3. What the brain hears
Our sense of hearing helps us navigate the world. It is fairly easy to
trick this sense — but particular experiences can tell us a lot about how our
brains can actually control what we hear.
Do we only hear what we have already learned to hear?
Earlier this year, a cryptic audio track went
viral. The catch? People could not agree on whether the recorded voice was
saying the word "Yanny" or the word "Laurel."
Why do people hear different names, however? One explanation has to do
with pitch, or audio frequency, and how each person's ears are
"tuned."
So, some people may hear "Yanny" while others will hear
"Laurel."
However, according to Prof. Hugh McDermott — at Melbourne's Bionics
Institute in Autralia — who spoke to the newspaper The Guardian,
the story is more complex than that; it may have to do with how our brains
process information.
Because the track is auditively ambiguous, our brains have to choose their
own "interpretation" — but how do they do that?

▬▬▬▬▬▬▬▬▬▬

*Exercise*. In one to three sentences, explain why our brains must choose their own "interpretation" of the viral audio track, according to the passage on what the brain hears. These data entries have nothing to do with the passage on what the brain hears.

*Data entries*.
▬▬▬▬▬▬▬▬▬▬

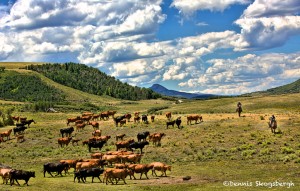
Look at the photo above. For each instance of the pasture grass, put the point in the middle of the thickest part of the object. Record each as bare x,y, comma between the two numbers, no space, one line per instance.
222,148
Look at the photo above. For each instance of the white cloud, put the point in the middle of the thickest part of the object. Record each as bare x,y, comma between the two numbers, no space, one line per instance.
188,7
267,8
246,74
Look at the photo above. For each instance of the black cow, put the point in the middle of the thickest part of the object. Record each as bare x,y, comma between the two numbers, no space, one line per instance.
178,122
28,122
142,136
96,144
138,145
16,175
19,129
145,118
68,131
118,119
55,167
83,173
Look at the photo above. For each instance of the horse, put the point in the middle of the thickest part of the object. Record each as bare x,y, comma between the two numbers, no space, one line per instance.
239,110
273,125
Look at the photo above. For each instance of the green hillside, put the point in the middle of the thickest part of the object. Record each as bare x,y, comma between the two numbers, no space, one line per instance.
93,81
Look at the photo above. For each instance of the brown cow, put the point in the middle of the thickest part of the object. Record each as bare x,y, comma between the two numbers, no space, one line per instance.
152,118
120,136
64,141
73,119
80,126
140,168
111,159
168,115
156,138
131,158
96,133
160,167
94,124
6,134
111,113
71,163
124,144
122,122
128,117
116,174
195,118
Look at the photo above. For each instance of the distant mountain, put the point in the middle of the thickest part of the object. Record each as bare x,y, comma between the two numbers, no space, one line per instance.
293,87
164,91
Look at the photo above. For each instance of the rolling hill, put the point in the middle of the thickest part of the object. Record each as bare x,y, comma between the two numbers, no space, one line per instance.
164,91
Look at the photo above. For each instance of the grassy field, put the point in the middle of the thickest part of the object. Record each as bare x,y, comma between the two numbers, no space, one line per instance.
223,150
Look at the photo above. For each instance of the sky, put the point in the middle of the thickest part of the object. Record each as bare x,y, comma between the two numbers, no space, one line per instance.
225,47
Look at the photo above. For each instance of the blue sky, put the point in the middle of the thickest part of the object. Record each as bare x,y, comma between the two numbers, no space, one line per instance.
224,47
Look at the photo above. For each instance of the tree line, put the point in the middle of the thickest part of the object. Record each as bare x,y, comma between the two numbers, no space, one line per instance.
93,81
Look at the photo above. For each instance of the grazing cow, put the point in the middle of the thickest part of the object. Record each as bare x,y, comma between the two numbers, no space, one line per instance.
111,113
120,136
20,138
16,175
71,164
94,124
160,167
83,173
97,155
5,174
145,118
86,118
23,118
73,119
111,159
168,123
156,138
118,119
96,133
55,167
104,115
16,118
168,115
73,141
137,119
19,129
178,122
90,163
80,126
122,122
124,144
6,134
152,118
66,131
128,117
95,117
131,158
96,144
116,174
142,136
195,118
138,145
140,168
28,122
64,141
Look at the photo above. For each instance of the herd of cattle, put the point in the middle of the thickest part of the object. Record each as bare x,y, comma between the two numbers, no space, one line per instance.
113,165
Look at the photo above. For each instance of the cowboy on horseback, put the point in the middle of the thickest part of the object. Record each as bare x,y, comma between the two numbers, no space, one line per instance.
239,108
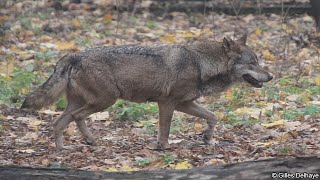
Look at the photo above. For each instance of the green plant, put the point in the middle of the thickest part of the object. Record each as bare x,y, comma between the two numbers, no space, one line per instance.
271,92
129,110
152,24
168,158
12,88
291,114
176,125
311,110
142,161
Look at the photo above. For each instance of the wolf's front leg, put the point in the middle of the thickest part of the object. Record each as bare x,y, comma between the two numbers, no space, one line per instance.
194,109
58,127
165,116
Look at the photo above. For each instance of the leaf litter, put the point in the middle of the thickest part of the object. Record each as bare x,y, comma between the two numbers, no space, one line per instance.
281,119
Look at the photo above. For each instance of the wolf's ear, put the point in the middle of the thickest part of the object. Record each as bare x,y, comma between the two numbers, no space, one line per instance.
242,40
230,45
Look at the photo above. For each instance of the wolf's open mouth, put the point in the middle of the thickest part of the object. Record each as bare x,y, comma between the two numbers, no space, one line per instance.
252,81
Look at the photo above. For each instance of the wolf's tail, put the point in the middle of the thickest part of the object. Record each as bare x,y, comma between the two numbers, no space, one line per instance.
52,89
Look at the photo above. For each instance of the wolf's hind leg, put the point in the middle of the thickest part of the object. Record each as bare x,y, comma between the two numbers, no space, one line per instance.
59,126
82,113
194,109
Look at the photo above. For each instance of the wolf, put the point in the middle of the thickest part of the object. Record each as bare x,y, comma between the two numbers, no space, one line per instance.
173,76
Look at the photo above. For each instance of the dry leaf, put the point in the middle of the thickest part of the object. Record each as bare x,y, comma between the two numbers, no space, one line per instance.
64,45
317,80
128,168
168,39
29,151
108,17
198,127
268,56
216,161
100,116
76,23
273,124
183,165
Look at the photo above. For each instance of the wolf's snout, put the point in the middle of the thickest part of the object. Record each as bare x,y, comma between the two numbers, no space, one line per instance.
270,76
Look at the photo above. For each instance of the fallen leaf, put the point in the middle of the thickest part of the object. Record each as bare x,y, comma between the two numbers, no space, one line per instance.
258,31
101,116
111,169
29,151
198,127
76,23
64,45
216,161
183,165
273,124
268,56
317,80
292,125
168,39
128,168
108,17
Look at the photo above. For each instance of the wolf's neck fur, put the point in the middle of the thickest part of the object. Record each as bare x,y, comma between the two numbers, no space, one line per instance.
213,59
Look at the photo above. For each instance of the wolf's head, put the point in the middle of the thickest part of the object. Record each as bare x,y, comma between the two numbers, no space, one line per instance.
244,64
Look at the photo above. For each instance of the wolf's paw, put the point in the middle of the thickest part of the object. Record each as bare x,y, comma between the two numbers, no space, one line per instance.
207,139
159,146
64,148
91,142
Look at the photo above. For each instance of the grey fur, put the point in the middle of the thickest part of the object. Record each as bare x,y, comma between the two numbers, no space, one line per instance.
171,75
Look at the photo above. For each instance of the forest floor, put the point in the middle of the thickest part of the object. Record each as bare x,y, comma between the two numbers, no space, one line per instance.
279,120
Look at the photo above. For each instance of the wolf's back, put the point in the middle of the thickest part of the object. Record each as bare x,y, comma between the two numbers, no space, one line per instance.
50,91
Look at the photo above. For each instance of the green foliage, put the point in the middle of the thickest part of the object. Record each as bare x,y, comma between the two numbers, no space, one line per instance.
134,111
152,24
311,110
150,127
168,158
235,120
176,125
142,161
45,56
84,42
62,103
314,90
12,89
293,90
238,97
271,92
291,114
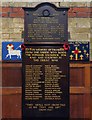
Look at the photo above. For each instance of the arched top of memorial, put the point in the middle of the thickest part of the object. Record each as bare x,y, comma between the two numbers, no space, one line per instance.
44,4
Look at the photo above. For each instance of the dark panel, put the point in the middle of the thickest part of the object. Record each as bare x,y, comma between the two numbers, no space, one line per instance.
77,76
77,106
45,81
45,23
11,75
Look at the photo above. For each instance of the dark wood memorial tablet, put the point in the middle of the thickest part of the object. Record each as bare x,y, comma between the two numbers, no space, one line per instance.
45,63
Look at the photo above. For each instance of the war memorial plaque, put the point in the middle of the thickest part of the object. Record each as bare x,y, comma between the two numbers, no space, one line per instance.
45,88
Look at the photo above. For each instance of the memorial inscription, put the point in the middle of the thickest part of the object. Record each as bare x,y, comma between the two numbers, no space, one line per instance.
45,23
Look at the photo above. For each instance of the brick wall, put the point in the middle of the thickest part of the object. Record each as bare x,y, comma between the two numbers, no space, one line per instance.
80,17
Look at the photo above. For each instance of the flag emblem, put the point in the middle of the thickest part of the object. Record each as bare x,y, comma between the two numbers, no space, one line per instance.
11,51
79,51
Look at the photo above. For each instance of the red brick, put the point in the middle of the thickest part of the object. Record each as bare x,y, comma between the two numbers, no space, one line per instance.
4,15
6,9
70,10
79,9
17,9
0,9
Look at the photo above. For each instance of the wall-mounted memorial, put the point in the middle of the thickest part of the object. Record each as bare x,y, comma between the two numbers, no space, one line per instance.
45,88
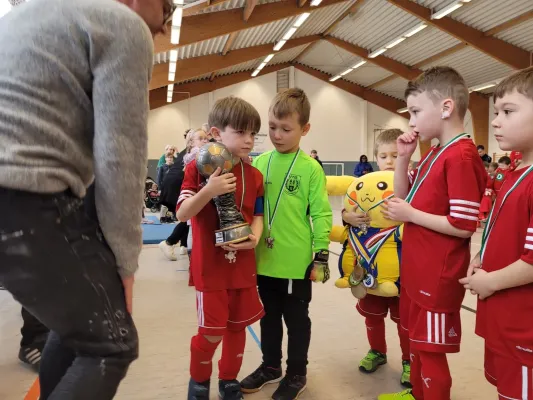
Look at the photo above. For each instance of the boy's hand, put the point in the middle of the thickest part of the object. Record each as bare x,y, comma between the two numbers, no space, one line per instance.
249,244
407,144
355,218
480,282
397,209
221,184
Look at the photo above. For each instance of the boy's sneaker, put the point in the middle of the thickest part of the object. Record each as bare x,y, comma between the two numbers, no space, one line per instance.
229,390
372,361
405,395
259,378
405,380
198,390
290,388
168,251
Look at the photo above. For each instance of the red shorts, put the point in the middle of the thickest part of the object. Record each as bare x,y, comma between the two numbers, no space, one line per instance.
513,380
430,331
232,309
377,306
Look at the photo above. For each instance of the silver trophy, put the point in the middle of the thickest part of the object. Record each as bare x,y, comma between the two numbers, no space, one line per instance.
233,227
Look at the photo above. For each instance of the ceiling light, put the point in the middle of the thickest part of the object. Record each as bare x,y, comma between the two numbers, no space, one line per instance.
394,43
175,35
289,33
279,45
447,10
415,30
377,52
301,19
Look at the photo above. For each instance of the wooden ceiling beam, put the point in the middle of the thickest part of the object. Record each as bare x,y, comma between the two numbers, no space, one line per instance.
193,67
387,63
158,97
498,49
200,27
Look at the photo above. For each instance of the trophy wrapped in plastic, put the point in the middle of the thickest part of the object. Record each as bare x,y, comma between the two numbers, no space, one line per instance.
233,227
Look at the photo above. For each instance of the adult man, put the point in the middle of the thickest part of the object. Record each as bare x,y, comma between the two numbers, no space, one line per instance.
73,107
484,156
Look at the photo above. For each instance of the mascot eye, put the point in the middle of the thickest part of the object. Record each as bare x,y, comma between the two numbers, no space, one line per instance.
382,185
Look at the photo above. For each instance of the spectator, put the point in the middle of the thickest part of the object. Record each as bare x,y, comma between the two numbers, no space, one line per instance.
484,156
363,167
314,154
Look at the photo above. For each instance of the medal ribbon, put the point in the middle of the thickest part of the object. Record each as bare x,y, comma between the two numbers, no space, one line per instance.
271,216
418,181
492,221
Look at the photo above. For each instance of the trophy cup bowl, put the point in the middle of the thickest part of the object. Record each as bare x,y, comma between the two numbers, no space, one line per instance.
233,227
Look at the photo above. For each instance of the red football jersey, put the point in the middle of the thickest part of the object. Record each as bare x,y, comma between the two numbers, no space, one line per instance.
505,319
433,263
210,268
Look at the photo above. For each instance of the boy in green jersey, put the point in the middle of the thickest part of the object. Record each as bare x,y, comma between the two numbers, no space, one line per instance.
291,250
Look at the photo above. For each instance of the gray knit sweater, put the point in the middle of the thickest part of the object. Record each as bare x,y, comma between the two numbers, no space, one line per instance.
74,80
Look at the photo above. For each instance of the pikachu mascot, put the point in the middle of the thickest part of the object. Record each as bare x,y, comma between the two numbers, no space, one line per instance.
370,260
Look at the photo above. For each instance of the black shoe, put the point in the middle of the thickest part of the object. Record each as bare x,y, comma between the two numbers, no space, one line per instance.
259,378
229,390
198,391
290,388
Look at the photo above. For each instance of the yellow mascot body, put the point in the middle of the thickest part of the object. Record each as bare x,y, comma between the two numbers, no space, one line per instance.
374,250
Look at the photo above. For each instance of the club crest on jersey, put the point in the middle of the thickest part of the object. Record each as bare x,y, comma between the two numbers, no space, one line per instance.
293,184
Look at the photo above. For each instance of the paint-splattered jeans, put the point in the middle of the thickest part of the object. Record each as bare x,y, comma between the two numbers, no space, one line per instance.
55,262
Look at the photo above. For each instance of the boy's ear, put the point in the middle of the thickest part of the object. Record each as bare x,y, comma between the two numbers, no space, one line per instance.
306,128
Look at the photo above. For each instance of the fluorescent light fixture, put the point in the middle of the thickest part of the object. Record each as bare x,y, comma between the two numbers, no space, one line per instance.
447,10
415,30
376,53
289,33
175,34
173,55
394,43
279,45
301,19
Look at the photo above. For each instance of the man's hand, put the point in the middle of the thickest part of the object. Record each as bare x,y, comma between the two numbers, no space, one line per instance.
249,244
397,209
481,282
407,144
128,292
221,184
355,218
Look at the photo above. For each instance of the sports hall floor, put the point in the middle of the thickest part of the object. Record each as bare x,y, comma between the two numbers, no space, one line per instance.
165,314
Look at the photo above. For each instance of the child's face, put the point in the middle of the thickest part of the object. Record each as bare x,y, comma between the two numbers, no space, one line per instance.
286,133
513,125
386,156
200,138
426,116
240,143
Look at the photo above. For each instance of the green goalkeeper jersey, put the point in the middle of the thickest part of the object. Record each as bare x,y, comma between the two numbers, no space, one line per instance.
302,220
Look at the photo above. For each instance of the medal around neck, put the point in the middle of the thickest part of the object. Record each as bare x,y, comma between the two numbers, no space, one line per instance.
233,227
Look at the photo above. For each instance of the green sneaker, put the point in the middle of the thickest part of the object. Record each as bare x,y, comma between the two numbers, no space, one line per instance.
372,361
405,395
405,380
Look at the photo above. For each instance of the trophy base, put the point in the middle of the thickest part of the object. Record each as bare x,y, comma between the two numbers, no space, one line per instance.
233,234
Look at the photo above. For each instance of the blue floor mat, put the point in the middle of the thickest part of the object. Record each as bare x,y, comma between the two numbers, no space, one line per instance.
154,234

▬▬▬▬▬▬▬▬▬▬

*Answer to this exercise*. Our brains have to choose their own interpretation because the track is auditively ambiguous. The recorded voice can be heard as either "Yanny" or "Laurel."